17:12	*755.*	3D SAP-EPI Motion-Corrected Fast Susceptibility Weighted Imaging
		Samantha J. Holdsworth¹, Stefan Skare¹, Karley Marty¹, Matus Straka¹, Roland Bammer^1 1Lucas MRS/I Center, Stanford University, Stanford, CA, USA
		Typically, the 3D GRE sequence has been used for susceptibility-weighted imaging (SWI). However, this suffers from a long scan time, which decreases patient through-put and increases the chances of motion artifacts. A 3D GRE-EPI trajectory has been proposed as a faster alternative. However, unless the data are acquired with several interleaves, the images may suffer from considerable blurring and geometric distortion artifacts. Here, a 3D short-axis readout propeller (SAP)-EPI trajectory used with parallel imaging is suggested as an alternative approach to both 3D GRE and 3D GRE-EPI. With its inherent ability to allow motion correction and fast scan time, 3D SAP-EPI may be a useful candidate for SWI, particularly in uncooperative patients.

17:24	*756.*	Motion Compensation with Floating Navigator and GRAPPA Operators
		Wei Lin¹, Feng Huang¹, Yu Li¹, Charles Saylor¹, Arne Reykowski^1 1Invivo Corp., Philips Healthcare, Gainesville, FL, USA
		A method for motion correction in multi-coil imaging applications, involving both data collection and reconstruction, is presented. Floating navigator (FNAV) method, which acquires a readout line along k_y≠0 line, is expanded to detect translation/rotation and non-consistent motion, using a correlation measure. The flexibility of GRAPPA operator is exploited by (a) extrapolating readout lines to fill in missing “pie-slice” of k-space caused by rotational motion, and (b) regenerating full k-space from a reduced dataset, therefore allowing subsequent correction or the replacement of rejected non-consistent views. In vivo turbo spin-echo brain imaging experiments demonstrate the correction of severe motion artifacts.

────────────────────────────────────────

Study questions.
1 – List every author named for abstract 756 in the abstract listing.
2 – In the abstract listing, what affiliation is given for the authors of abstract 755?
3 – Resume the abstract listing on MRI motion correction after its final sentence.

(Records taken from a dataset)
────────────────────────────────────────

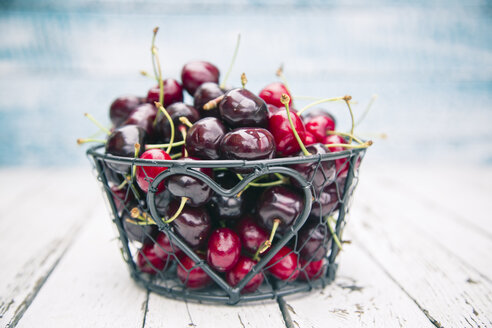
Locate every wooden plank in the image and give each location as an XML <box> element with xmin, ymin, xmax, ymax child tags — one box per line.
<box><xmin>0</xmin><ymin>169</ymin><xmax>100</xmax><ymax>325</ymax></box>
<box><xmin>18</xmin><ymin>197</ymin><xmax>147</xmax><ymax>327</ymax></box>
<box><xmin>350</xmin><ymin>183</ymin><xmax>492</xmax><ymax>327</ymax></box>
<box><xmin>284</xmin><ymin>241</ymin><xmax>434</xmax><ymax>328</ymax></box>
<box><xmin>145</xmin><ymin>288</ymin><xmax>285</xmax><ymax>328</ymax></box>
<box><xmin>356</xmin><ymin>170</ymin><xmax>492</xmax><ymax>281</ymax></box>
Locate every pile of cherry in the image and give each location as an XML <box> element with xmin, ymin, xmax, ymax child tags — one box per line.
<box><xmin>82</xmin><ymin>30</ymin><xmax>368</xmax><ymax>293</ymax></box>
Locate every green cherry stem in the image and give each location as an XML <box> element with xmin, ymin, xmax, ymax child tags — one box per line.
<box><xmin>326</xmin><ymin>216</ymin><xmax>343</xmax><ymax>251</ymax></box>
<box><xmin>155</xmin><ymin>102</ymin><xmax>175</xmax><ymax>154</ymax></box>
<box><xmin>162</xmin><ymin>197</ymin><xmax>188</xmax><ymax>224</ymax></box>
<box><xmin>84</xmin><ymin>113</ymin><xmax>111</xmax><ymax>136</ymax></box>
<box><xmin>219</xmin><ymin>34</ymin><xmax>241</xmax><ymax>89</ymax></box>
<box><xmin>280</xmin><ymin>93</ymin><xmax>311</xmax><ymax>156</ymax></box>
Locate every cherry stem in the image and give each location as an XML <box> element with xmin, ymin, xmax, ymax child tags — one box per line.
<box><xmin>219</xmin><ymin>34</ymin><xmax>241</xmax><ymax>89</ymax></box>
<box><xmin>179</xmin><ymin>116</ymin><xmax>193</xmax><ymax>128</ymax></box>
<box><xmin>355</xmin><ymin>95</ymin><xmax>378</xmax><ymax>126</ymax></box>
<box><xmin>203</xmin><ymin>95</ymin><xmax>225</xmax><ymax>110</ymax></box>
<box><xmin>325</xmin><ymin>140</ymin><xmax>373</xmax><ymax>149</ymax></box>
<box><xmin>241</xmin><ymin>73</ymin><xmax>248</xmax><ymax>89</ymax></box>
<box><xmin>280</xmin><ymin>93</ymin><xmax>311</xmax><ymax>156</ymax></box>
<box><xmin>162</xmin><ymin>197</ymin><xmax>188</xmax><ymax>224</ymax></box>
<box><xmin>178</xmin><ymin>125</ymin><xmax>188</xmax><ymax>157</ymax></box>
<box><xmin>84</xmin><ymin>113</ymin><xmax>111</xmax><ymax>136</ymax></box>
<box><xmin>326</xmin><ymin>131</ymin><xmax>364</xmax><ymax>144</ymax></box>
<box><xmin>326</xmin><ymin>216</ymin><xmax>343</xmax><ymax>251</ymax></box>
<box><xmin>155</xmin><ymin>102</ymin><xmax>174</xmax><ymax>154</ymax></box>
<box><xmin>77</xmin><ymin>138</ymin><xmax>107</xmax><ymax>145</ymax></box>
<box><xmin>297</xmin><ymin>97</ymin><xmax>345</xmax><ymax>116</ymax></box>
<box><xmin>145</xmin><ymin>140</ymin><xmax>185</xmax><ymax>149</ymax></box>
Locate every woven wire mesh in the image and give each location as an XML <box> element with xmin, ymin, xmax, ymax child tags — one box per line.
<box><xmin>87</xmin><ymin>146</ymin><xmax>365</xmax><ymax>304</ymax></box>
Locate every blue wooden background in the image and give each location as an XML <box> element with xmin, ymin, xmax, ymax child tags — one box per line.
<box><xmin>0</xmin><ymin>0</ymin><xmax>492</xmax><ymax>166</ymax></box>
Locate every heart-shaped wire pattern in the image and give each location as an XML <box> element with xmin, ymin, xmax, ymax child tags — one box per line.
<box><xmin>87</xmin><ymin>146</ymin><xmax>365</xmax><ymax>304</ymax></box>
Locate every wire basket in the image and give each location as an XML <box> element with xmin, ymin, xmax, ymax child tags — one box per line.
<box><xmin>87</xmin><ymin>145</ymin><xmax>365</xmax><ymax>304</ymax></box>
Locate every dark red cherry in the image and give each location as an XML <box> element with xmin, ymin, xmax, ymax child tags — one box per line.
<box><xmin>154</xmin><ymin>102</ymin><xmax>200</xmax><ymax>142</ymax></box>
<box><xmin>168</xmin><ymin>201</ymin><xmax>211</xmax><ymax>249</ymax></box>
<box><xmin>109</xmin><ymin>96</ymin><xmax>140</xmax><ymax>127</ymax></box>
<box><xmin>268</xmin><ymin>110</ymin><xmax>306</xmax><ymax>157</ymax></box>
<box><xmin>207</xmin><ymin>228</ymin><xmax>241</xmax><ymax>272</ymax></box>
<box><xmin>137</xmin><ymin>245</ymin><xmax>171</xmax><ymax>274</ymax></box>
<box><xmin>135</xmin><ymin>149</ymin><xmax>171</xmax><ymax>192</ymax></box>
<box><xmin>299</xmin><ymin>258</ymin><xmax>327</xmax><ymax>281</ymax></box>
<box><xmin>106</xmin><ymin>125</ymin><xmax>147</xmax><ymax>174</ymax></box>
<box><xmin>219</xmin><ymin>89</ymin><xmax>268</xmax><ymax>128</ymax></box>
<box><xmin>257</xmin><ymin>186</ymin><xmax>304</xmax><ymax>233</ymax></box>
<box><xmin>235</xmin><ymin>215</ymin><xmax>269</xmax><ymax>254</ymax></box>
<box><xmin>154</xmin><ymin>231</ymin><xmax>182</xmax><ymax>259</ymax></box>
<box><xmin>146</xmin><ymin>79</ymin><xmax>183</xmax><ymax>109</ymax></box>
<box><xmin>304</xmin><ymin>114</ymin><xmax>335</xmax><ymax>142</ymax></box>
<box><xmin>291</xmin><ymin>143</ymin><xmax>336</xmax><ymax>192</ymax></box>
<box><xmin>176</xmin><ymin>255</ymin><xmax>212</xmax><ymax>289</ymax></box>
<box><xmin>193</xmin><ymin>82</ymin><xmax>224</xmax><ymax>118</ymax></box>
<box><xmin>186</xmin><ymin>117</ymin><xmax>227</xmax><ymax>159</ymax></box>
<box><xmin>260</xmin><ymin>82</ymin><xmax>292</xmax><ymax>108</ymax></box>
<box><xmin>181</xmin><ymin>61</ymin><xmax>220</xmax><ymax>96</ymax></box>
<box><xmin>122</xmin><ymin>104</ymin><xmax>157</xmax><ymax>135</ymax></box>
<box><xmin>166</xmin><ymin>157</ymin><xmax>213</xmax><ymax>207</ymax></box>
<box><xmin>297</xmin><ymin>223</ymin><xmax>331</xmax><ymax>261</ymax></box>
<box><xmin>226</xmin><ymin>256</ymin><xmax>263</xmax><ymax>294</ymax></box>
<box><xmin>267</xmin><ymin>246</ymin><xmax>299</xmax><ymax>281</ymax></box>
<box><xmin>220</xmin><ymin>128</ymin><xmax>275</xmax><ymax>160</ymax></box>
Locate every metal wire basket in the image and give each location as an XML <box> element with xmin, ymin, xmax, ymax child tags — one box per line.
<box><xmin>87</xmin><ymin>145</ymin><xmax>365</xmax><ymax>304</ymax></box>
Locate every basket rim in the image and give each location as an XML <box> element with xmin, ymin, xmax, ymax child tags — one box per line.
<box><xmin>86</xmin><ymin>144</ymin><xmax>367</xmax><ymax>168</ymax></box>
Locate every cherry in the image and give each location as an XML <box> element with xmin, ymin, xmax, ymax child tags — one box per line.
<box><xmin>207</xmin><ymin>228</ymin><xmax>241</xmax><ymax>272</ymax></box>
<box><xmin>166</xmin><ymin>157</ymin><xmax>213</xmax><ymax>207</ymax></box>
<box><xmin>235</xmin><ymin>215</ymin><xmax>269</xmax><ymax>254</ymax></box>
<box><xmin>268</xmin><ymin>110</ymin><xmax>306</xmax><ymax>157</ymax></box>
<box><xmin>109</xmin><ymin>96</ymin><xmax>140</xmax><ymax>127</ymax></box>
<box><xmin>168</xmin><ymin>201</ymin><xmax>211</xmax><ymax>249</ymax></box>
<box><xmin>257</xmin><ymin>186</ymin><xmax>304</xmax><ymax>233</ymax></box>
<box><xmin>220</xmin><ymin>128</ymin><xmax>275</xmax><ymax>160</ymax></box>
<box><xmin>219</xmin><ymin>89</ymin><xmax>268</xmax><ymax>128</ymax></box>
<box><xmin>154</xmin><ymin>102</ymin><xmax>200</xmax><ymax>142</ymax></box>
<box><xmin>193</xmin><ymin>82</ymin><xmax>224</xmax><ymax>117</ymax></box>
<box><xmin>297</xmin><ymin>223</ymin><xmax>331</xmax><ymax>261</ymax></box>
<box><xmin>226</xmin><ymin>255</ymin><xmax>263</xmax><ymax>294</ymax></box>
<box><xmin>186</xmin><ymin>117</ymin><xmax>227</xmax><ymax>159</ymax></box>
<box><xmin>136</xmin><ymin>149</ymin><xmax>171</xmax><ymax>192</ymax></box>
<box><xmin>154</xmin><ymin>231</ymin><xmax>182</xmax><ymax>259</ymax></box>
<box><xmin>267</xmin><ymin>246</ymin><xmax>300</xmax><ymax>281</ymax></box>
<box><xmin>122</xmin><ymin>104</ymin><xmax>157</xmax><ymax>135</ymax></box>
<box><xmin>137</xmin><ymin>245</ymin><xmax>171</xmax><ymax>274</ymax></box>
<box><xmin>176</xmin><ymin>255</ymin><xmax>212</xmax><ymax>289</ymax></box>
<box><xmin>146</xmin><ymin>79</ymin><xmax>183</xmax><ymax>109</ymax></box>
<box><xmin>106</xmin><ymin>125</ymin><xmax>147</xmax><ymax>174</ymax></box>
<box><xmin>260</xmin><ymin>82</ymin><xmax>292</xmax><ymax>108</ymax></box>
<box><xmin>299</xmin><ymin>258</ymin><xmax>327</xmax><ymax>281</ymax></box>
<box><xmin>181</xmin><ymin>61</ymin><xmax>220</xmax><ymax>96</ymax></box>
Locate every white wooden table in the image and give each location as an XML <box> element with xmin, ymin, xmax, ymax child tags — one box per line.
<box><xmin>0</xmin><ymin>164</ymin><xmax>492</xmax><ymax>328</ymax></box>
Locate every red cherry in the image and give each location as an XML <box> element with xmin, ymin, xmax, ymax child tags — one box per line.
<box><xmin>176</xmin><ymin>255</ymin><xmax>212</xmax><ymax>289</ymax></box>
<box><xmin>207</xmin><ymin>228</ymin><xmax>241</xmax><ymax>272</ymax></box>
<box><xmin>135</xmin><ymin>149</ymin><xmax>171</xmax><ymax>192</ymax></box>
<box><xmin>236</xmin><ymin>215</ymin><xmax>269</xmax><ymax>254</ymax></box>
<box><xmin>267</xmin><ymin>246</ymin><xmax>299</xmax><ymax>281</ymax></box>
<box><xmin>305</xmin><ymin>114</ymin><xmax>335</xmax><ymax>142</ymax></box>
<box><xmin>147</xmin><ymin>79</ymin><xmax>183</xmax><ymax>108</ymax></box>
<box><xmin>268</xmin><ymin>110</ymin><xmax>306</xmax><ymax>156</ymax></box>
<box><xmin>226</xmin><ymin>256</ymin><xmax>263</xmax><ymax>294</ymax></box>
<box><xmin>299</xmin><ymin>259</ymin><xmax>327</xmax><ymax>281</ymax></box>
<box><xmin>137</xmin><ymin>245</ymin><xmax>168</xmax><ymax>274</ymax></box>
<box><xmin>259</xmin><ymin>82</ymin><xmax>292</xmax><ymax>108</ymax></box>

────────────────────────────────────────

Expected outputs.
1 – Wei Lin, Feng Huang, Yu Li, Charles Saylor, Arne Reykowski

2 – Lucas MRS/I Center, Stanford University, Stanford, CA, USA

3 –
17:36	*757.*	Multi Channel Self Navigated Motion Correction
		Jason Mendes¹, Dennis L. Parker^1 1UCAIR, University of Utah, Salt Lake City, UT, USA
		The use of phase correlation to detect rigid-body translational motion is reviewed and applied to individual echotrains in turbo-spin-echo data acquisition. It is shown that when the same echotrain is acquired twice, the subsampled correlation provides an array of delta-functions, from which the motion that occurred between the acquisitions of the two echotrains can be measured. It is shown further that a similar correlation can be found between two sets of equally spaced measurements that are adjacent in k-space.

17:48	*758.*	MR-Assisted PET Motion Correction for Neurological Applications
		Ciprian Catana¹, Andre van der Kouwe¹, Thomas Benner¹, Michael Hamm², Bastien Guerin³, Larry Byars⁴, Christian Michel⁴, Georges El Fakhri³, Matthias Schmand⁴, Bruce R. Rosen¹, A. Gregory Sorensen^1 1MGH, Radiology, A.A. Martinos Center for Biomedical Imaging, Charlestown, MA, USA; ²Siemens Medical Solutions USA Inc., Charlestown, MA, USA; ³Nuclear Medicine and Molecular Imaging, Massachusetts General Hospital, Boston, MA, USA; ⁴Siemens Medical Solutions USA Inc., Knoxville, TN, USA
		Integrated MR-PET scanners capable of simultaneous data acquisition have recently been developed. An application that could benefit from simultaneity is MR-assisted PET motion correction. Typically, subject motion is difficult to avoid; in longer studies (more than a few minutes) or in uncooperative patients this motion leads to degradation (blurring) of PET images and in more severe cases to introduction of artifacts. Improved motion correction could be very beneficial to PET and an elegant solution presents itself in a combined MR-PET instrument.